[Dataset records about object locations]
....

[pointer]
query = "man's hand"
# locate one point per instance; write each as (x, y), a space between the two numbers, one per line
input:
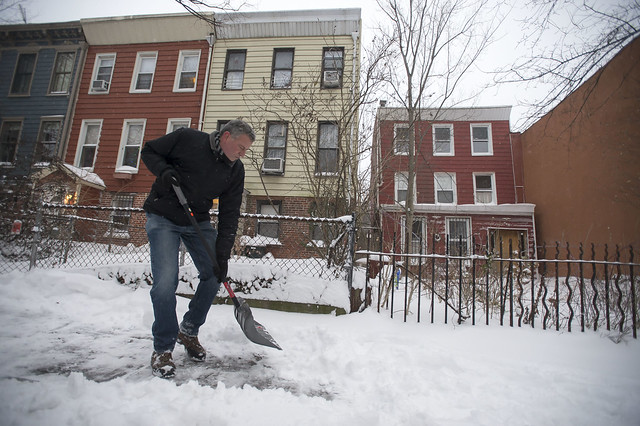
(222, 270)
(169, 178)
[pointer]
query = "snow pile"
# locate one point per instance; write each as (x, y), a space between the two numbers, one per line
(75, 350)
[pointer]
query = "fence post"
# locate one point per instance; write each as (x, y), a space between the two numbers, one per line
(36, 238)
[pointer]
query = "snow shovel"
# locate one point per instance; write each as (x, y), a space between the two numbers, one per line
(251, 328)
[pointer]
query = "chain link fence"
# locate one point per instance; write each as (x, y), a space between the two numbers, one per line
(61, 236)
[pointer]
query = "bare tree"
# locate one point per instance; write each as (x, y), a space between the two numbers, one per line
(434, 44)
(202, 9)
(564, 42)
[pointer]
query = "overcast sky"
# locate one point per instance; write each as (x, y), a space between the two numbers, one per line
(42, 11)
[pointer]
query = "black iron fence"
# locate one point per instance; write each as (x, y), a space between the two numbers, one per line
(562, 288)
(61, 236)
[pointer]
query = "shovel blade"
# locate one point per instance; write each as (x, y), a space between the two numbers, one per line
(251, 328)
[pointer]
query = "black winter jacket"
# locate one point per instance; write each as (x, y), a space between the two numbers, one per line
(204, 175)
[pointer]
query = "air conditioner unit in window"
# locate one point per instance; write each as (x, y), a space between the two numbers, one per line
(99, 85)
(273, 165)
(331, 78)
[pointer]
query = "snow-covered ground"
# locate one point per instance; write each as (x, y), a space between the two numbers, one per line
(75, 350)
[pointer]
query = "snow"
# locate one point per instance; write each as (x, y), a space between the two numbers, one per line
(75, 350)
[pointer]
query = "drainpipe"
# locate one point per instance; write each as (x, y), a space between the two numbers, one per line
(71, 105)
(211, 39)
(354, 36)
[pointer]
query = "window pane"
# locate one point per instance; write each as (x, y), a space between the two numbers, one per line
(234, 80)
(9, 141)
(24, 71)
(284, 59)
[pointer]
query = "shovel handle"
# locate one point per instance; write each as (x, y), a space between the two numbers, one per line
(183, 201)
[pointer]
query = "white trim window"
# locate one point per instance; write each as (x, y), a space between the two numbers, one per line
(48, 138)
(130, 146)
(187, 71)
(445, 188)
(23, 74)
(443, 139)
(401, 139)
(102, 73)
(62, 73)
(418, 235)
(10, 133)
(328, 149)
(143, 72)
(481, 140)
(458, 235)
(178, 123)
(88, 144)
(401, 186)
(234, 69)
(484, 188)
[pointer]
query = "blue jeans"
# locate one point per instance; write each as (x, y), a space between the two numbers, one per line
(164, 242)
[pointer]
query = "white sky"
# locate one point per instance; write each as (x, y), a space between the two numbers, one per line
(39, 11)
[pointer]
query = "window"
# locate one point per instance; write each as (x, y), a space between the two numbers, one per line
(61, 75)
(332, 66)
(234, 70)
(282, 70)
(23, 74)
(9, 137)
(130, 145)
(443, 139)
(418, 235)
(481, 143)
(445, 188)
(102, 72)
(401, 182)
(88, 143)
(178, 123)
(268, 227)
(327, 148)
(401, 139)
(143, 72)
(458, 235)
(187, 72)
(120, 218)
(275, 148)
(484, 188)
(48, 139)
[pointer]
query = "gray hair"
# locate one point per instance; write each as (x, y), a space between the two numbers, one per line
(237, 128)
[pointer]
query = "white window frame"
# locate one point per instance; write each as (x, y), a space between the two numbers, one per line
(454, 242)
(444, 177)
(82, 143)
(489, 135)
(94, 76)
(41, 143)
(476, 191)
(451, 151)
(180, 70)
(397, 126)
(401, 183)
(66, 76)
(124, 139)
(181, 122)
(414, 247)
(140, 57)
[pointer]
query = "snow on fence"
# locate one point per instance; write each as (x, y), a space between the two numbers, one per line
(63, 236)
(561, 288)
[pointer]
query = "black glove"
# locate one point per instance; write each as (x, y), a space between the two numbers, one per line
(222, 270)
(170, 177)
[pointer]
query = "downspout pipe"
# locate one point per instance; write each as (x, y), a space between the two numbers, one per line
(211, 39)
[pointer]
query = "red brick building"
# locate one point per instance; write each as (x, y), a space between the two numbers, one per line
(467, 186)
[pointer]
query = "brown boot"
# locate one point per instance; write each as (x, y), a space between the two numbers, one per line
(162, 365)
(194, 349)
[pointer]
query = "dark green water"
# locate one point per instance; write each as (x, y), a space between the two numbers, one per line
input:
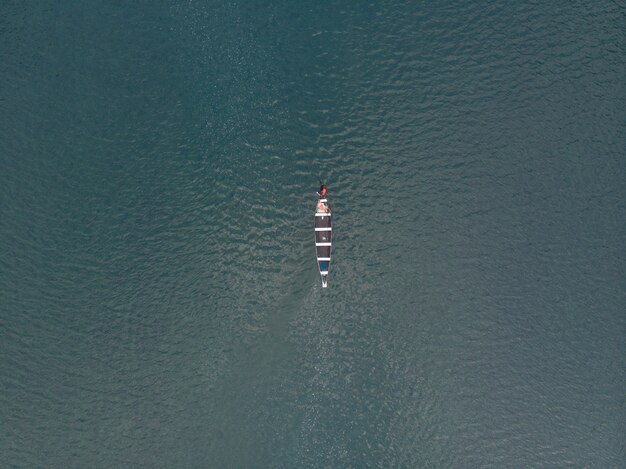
(160, 304)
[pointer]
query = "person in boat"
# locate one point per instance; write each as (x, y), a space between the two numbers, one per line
(322, 206)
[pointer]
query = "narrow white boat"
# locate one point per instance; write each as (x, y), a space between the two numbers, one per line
(323, 237)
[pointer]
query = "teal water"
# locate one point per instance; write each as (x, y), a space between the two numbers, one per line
(160, 304)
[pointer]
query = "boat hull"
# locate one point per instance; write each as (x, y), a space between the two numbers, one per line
(323, 240)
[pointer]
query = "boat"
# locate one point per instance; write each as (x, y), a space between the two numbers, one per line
(323, 237)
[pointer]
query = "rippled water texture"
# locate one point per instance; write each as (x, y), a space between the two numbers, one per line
(160, 304)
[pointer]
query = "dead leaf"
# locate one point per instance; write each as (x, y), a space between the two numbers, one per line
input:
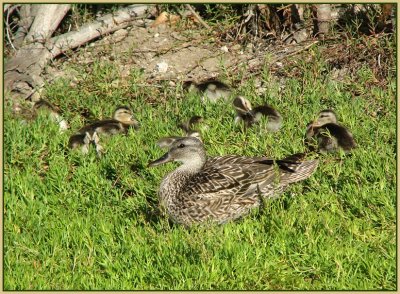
(165, 17)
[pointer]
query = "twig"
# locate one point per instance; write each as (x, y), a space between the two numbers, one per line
(296, 52)
(188, 6)
(8, 31)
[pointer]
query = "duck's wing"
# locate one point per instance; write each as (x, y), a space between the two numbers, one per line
(228, 176)
(239, 176)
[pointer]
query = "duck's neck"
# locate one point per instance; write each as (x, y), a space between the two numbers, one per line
(175, 181)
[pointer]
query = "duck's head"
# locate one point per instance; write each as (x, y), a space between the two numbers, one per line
(325, 117)
(125, 115)
(242, 105)
(187, 150)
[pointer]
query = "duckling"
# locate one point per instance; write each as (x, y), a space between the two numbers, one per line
(186, 126)
(44, 105)
(212, 90)
(91, 138)
(120, 124)
(223, 188)
(250, 116)
(328, 134)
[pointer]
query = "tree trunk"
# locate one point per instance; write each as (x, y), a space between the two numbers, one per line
(22, 76)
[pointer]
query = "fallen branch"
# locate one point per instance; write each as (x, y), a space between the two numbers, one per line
(23, 72)
(188, 6)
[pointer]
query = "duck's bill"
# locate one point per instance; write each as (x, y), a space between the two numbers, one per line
(163, 159)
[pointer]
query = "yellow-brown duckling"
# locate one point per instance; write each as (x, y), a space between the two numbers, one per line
(328, 135)
(121, 122)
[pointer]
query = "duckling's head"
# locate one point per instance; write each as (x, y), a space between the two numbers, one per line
(310, 129)
(187, 150)
(242, 105)
(190, 86)
(125, 115)
(325, 117)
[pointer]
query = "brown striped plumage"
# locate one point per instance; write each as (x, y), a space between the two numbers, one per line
(223, 188)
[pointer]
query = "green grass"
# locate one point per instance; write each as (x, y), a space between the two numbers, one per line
(76, 222)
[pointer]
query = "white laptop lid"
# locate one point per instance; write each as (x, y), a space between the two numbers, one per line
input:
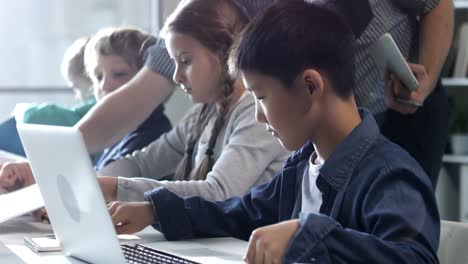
(71, 193)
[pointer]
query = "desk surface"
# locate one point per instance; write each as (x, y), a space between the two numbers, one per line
(212, 250)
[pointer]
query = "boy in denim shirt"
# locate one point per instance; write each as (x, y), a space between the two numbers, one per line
(348, 195)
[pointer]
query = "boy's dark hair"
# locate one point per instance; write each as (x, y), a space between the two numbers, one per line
(291, 36)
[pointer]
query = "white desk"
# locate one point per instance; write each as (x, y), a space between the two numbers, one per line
(461, 161)
(12, 249)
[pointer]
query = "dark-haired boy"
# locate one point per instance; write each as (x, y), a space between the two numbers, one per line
(352, 195)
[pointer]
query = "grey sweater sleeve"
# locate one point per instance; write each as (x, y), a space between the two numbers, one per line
(249, 157)
(157, 160)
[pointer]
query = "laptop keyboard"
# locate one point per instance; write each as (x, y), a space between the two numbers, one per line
(141, 254)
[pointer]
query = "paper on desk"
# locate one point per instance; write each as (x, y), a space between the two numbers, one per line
(7, 157)
(20, 202)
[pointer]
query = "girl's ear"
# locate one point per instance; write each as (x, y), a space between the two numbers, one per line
(313, 81)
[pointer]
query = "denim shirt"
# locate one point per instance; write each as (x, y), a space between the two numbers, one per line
(378, 206)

....

▶ [Work to do]
Identify every line in the rows that contains the word "fence", and copy each such line in full.

▶ [Right answer]
query = "fence post"
query = "chain link fence"
query = "black iron fence"
query = "snow on fence"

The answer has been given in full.